┌────────

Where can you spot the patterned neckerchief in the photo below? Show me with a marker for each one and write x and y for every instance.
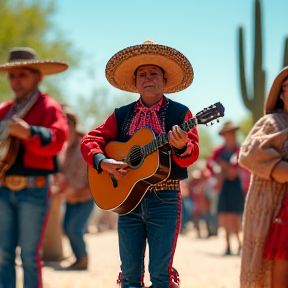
(148, 117)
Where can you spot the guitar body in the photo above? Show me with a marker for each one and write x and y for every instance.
(130, 190)
(8, 152)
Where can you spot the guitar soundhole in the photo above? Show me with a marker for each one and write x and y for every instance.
(135, 157)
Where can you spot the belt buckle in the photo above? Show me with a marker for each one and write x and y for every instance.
(15, 183)
(40, 181)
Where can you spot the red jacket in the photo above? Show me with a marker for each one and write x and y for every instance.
(46, 112)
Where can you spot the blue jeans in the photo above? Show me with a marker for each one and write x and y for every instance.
(22, 219)
(75, 221)
(155, 220)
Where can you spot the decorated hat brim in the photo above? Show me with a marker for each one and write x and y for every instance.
(228, 129)
(46, 67)
(275, 90)
(121, 67)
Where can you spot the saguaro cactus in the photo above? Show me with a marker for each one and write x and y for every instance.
(255, 101)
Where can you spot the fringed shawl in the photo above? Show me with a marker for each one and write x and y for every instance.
(263, 148)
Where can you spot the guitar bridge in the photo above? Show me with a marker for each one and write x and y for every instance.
(114, 180)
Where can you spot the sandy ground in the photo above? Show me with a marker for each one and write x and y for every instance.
(199, 261)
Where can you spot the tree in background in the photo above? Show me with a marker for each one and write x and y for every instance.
(255, 101)
(29, 23)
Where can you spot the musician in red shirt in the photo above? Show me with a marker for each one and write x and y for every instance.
(32, 131)
(150, 70)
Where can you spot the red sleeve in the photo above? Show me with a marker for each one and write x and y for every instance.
(95, 141)
(213, 158)
(192, 152)
(55, 121)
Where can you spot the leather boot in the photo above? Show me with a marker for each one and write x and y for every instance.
(81, 264)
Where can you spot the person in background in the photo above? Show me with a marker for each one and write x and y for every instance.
(151, 70)
(35, 129)
(73, 185)
(231, 196)
(187, 203)
(264, 261)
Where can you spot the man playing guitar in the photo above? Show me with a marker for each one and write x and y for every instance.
(32, 131)
(150, 70)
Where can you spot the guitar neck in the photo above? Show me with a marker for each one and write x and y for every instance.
(162, 139)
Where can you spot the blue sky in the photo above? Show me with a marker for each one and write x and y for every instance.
(205, 31)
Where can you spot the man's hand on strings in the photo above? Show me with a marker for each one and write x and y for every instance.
(177, 137)
(114, 167)
(19, 128)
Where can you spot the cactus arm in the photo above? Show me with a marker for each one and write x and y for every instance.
(247, 102)
(285, 60)
(259, 73)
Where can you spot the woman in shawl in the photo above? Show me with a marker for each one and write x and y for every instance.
(264, 153)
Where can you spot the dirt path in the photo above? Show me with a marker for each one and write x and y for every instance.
(199, 261)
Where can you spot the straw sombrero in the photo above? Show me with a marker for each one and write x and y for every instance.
(228, 126)
(275, 90)
(25, 57)
(121, 67)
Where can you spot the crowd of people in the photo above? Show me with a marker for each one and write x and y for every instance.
(241, 187)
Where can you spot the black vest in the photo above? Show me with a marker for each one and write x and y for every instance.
(175, 115)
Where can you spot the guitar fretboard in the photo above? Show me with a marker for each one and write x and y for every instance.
(162, 139)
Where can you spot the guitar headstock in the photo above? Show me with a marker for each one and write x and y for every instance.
(210, 114)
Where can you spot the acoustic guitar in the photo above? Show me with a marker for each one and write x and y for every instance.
(147, 165)
(9, 145)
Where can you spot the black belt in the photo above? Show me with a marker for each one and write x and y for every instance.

└────────

## What needs to be done
If a line holds an image, leave the image out; retype everything else in the entries exactly.

## Task solution
Where can you spot the patterned neckerchief in the photo below? Show me with a marker for each one and write x and y for every instance.
(148, 117)
Where can you spot the guitar body in the photo above? Show me with a marker for each one and write x and y for every instance.
(130, 190)
(8, 152)
Where can you spot the guitar soundhole in the photo above? Show me with a marker for each one and write x and y for every instance.
(135, 157)
Where can you spot the belt buckle in the photo above? Show me with a marker for each one and write x and y for every instance.
(15, 183)
(40, 181)
Where can you spot the red jacket in the photo above? Show me with a marker for each one and write x and y for every instance.
(46, 112)
Where can you spot the blue jeans in the photo above? Show me with a marker for each one and write x and y for every instance.
(22, 219)
(75, 221)
(155, 220)
Where can you spot the decorated hat brim in the photo above? Show me with a marker for each one and write x and y for every instance.
(228, 129)
(46, 67)
(275, 90)
(121, 67)
Where can you spot the saguaro cactus in the photo above? Show me with a marker for each one and write x and y for every instance.
(255, 101)
Where can you spot the fringed shawl in the photo above? Show me with a marker for each one and write x and y for every instance.
(263, 148)
Where can you spot the guitar bridge in the photo above? Show me with a marker for each one and write x and y for every instance.
(114, 180)
Where can you spot the sandy ground in the photo above? Show me with a marker for each one and write x and y for every instance.
(199, 261)
Where can you spot the tree in background in the photo above? Show me with a marker for each one and write x and y for every instance.
(255, 101)
(29, 23)
Where can you spot the musician in red shirt in the photo above? Show me with a marker for each one and write x and y for every instance.
(32, 131)
(150, 70)
Where can you spot the red sleeve in the photo above? Show me with a marker for each one and write x and y for every instance.
(95, 141)
(213, 158)
(192, 152)
(55, 121)
Where can you spot the leather boot in the photo above? Show me with a marker for each one and write x and y for every instance.
(81, 264)
Where can you spot the person in background in the photo above? Show me with a marker for each one and write x and y for every instance.
(151, 70)
(35, 129)
(73, 185)
(231, 196)
(187, 203)
(264, 261)
Where can you spot the man playing guitar in the photo above? Show me with a marker for each one and write x and y for every instance.
(32, 131)
(150, 70)
Where can you spot the guitar neck in the photo above? Show me with a marker for each one and write x and y for every instance.
(162, 139)
Where can you spot the blue sky in the photo above? Show me with a marker for each one and write x and y for every instance.
(205, 31)
Where can you spot the man's hand on strings in the photo above? Show me with a marker for each one and write x and y for every instance.
(177, 137)
(114, 167)
(19, 128)
Where can you spot the cactus arm in the photo above? Show me with a marker for each one and write x and y for every instance.
(247, 102)
(285, 60)
(259, 73)
Where can you spot the woman in shawl in the photo above? Show me with a marker for each one and write x and y for every instance.
(264, 153)
Where can you spot the dirt path in the photo above? Show me with a marker for each one and write x and y for every instance.
(199, 261)
Where can you spot the straw sombrero in the photo above? Show me with a marker for each one and write x and y for every instance.
(228, 126)
(275, 90)
(25, 57)
(121, 67)
Where can you spot the crowd of people in the photo above? Show me with a marker for each one and write x and y for every instance.
(241, 187)
Where can you spot the black vest in the photo above? Show me with a marker for each one and write x and y for every instance.
(175, 115)
Where can you spot the guitar fretboard in the photo above? Show me with a marker for each one and write x and y for every instance.
(162, 139)
Where can you spot the guitar headstock in the photo above? Show me with a marker for each one and write x and y for every instance.
(210, 114)
Where can you spot the acoustic guitar in the photo above? Show me with a marker for each one and write x and y for every instance.
(147, 165)
(9, 145)
Where can you spot the black belt in the photo above? Show me with a marker for each one and write x and y for every instance.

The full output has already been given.